• _DATASET ENTRIES_
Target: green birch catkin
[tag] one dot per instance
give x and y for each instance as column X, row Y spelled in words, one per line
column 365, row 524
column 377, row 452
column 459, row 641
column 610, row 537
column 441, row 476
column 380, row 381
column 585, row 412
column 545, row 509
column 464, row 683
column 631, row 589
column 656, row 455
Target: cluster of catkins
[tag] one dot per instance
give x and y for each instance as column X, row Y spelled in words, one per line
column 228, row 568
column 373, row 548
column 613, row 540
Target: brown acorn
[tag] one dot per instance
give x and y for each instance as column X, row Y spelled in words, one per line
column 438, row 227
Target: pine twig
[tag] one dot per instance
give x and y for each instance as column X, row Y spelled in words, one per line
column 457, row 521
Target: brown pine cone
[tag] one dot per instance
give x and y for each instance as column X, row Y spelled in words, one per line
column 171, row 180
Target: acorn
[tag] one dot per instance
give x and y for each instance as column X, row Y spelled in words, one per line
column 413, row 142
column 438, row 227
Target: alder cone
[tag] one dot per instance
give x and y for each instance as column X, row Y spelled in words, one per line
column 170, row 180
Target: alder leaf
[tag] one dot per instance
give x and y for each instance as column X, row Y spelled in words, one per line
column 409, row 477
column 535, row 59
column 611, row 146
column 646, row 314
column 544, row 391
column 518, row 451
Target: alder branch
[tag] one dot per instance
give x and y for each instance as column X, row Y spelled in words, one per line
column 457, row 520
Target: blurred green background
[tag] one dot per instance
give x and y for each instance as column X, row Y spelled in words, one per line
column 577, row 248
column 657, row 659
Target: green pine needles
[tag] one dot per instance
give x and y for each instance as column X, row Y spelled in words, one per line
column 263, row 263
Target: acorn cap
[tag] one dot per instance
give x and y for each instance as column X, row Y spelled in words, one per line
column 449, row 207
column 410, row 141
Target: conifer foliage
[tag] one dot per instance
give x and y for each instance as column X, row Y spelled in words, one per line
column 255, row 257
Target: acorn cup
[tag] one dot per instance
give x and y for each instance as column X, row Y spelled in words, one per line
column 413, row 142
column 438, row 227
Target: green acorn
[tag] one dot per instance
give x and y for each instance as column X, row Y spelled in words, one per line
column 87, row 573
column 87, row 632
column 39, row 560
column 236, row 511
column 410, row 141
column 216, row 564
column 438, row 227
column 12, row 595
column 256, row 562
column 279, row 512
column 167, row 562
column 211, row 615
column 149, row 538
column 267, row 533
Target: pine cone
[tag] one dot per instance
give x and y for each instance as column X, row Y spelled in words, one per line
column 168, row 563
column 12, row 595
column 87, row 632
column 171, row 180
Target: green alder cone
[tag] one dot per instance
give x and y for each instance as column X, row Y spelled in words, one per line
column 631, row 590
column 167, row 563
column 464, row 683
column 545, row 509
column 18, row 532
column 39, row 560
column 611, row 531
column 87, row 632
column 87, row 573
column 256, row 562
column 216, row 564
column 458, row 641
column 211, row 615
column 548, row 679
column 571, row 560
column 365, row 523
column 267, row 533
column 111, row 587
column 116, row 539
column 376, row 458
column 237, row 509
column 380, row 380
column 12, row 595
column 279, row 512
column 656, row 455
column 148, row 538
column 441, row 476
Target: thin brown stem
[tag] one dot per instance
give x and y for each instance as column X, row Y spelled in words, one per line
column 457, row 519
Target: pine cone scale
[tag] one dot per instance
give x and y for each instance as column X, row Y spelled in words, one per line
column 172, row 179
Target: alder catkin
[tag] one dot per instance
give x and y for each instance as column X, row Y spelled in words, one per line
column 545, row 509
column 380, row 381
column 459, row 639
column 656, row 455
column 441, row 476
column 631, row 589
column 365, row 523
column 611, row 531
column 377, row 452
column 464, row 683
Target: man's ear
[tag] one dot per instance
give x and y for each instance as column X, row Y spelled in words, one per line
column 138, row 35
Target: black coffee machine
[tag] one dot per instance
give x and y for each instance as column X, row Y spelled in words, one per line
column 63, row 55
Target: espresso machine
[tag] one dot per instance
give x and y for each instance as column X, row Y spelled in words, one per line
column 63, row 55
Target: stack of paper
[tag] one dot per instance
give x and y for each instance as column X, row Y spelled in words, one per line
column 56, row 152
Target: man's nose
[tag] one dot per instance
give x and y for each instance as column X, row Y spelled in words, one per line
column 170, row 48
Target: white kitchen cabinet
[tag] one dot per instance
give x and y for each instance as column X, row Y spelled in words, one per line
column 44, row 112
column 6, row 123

• _EXERCISE GOAL_
Copy the rows starting with the line that contains "Target: thin brown stem" and ending with the line that contains "column 172, row 179", keeping both of those lines.

• _EXERCISE OUTPUT_
Target: thin brown stem
[tag] one dot per instance
give x and y for each instance as column X, row Y spelled in words, one per line
column 457, row 519
Target: pine cone scale
[tag] one dot per instance
give x and y for each instance as column X, row Y spelled in words, one per line
column 172, row 179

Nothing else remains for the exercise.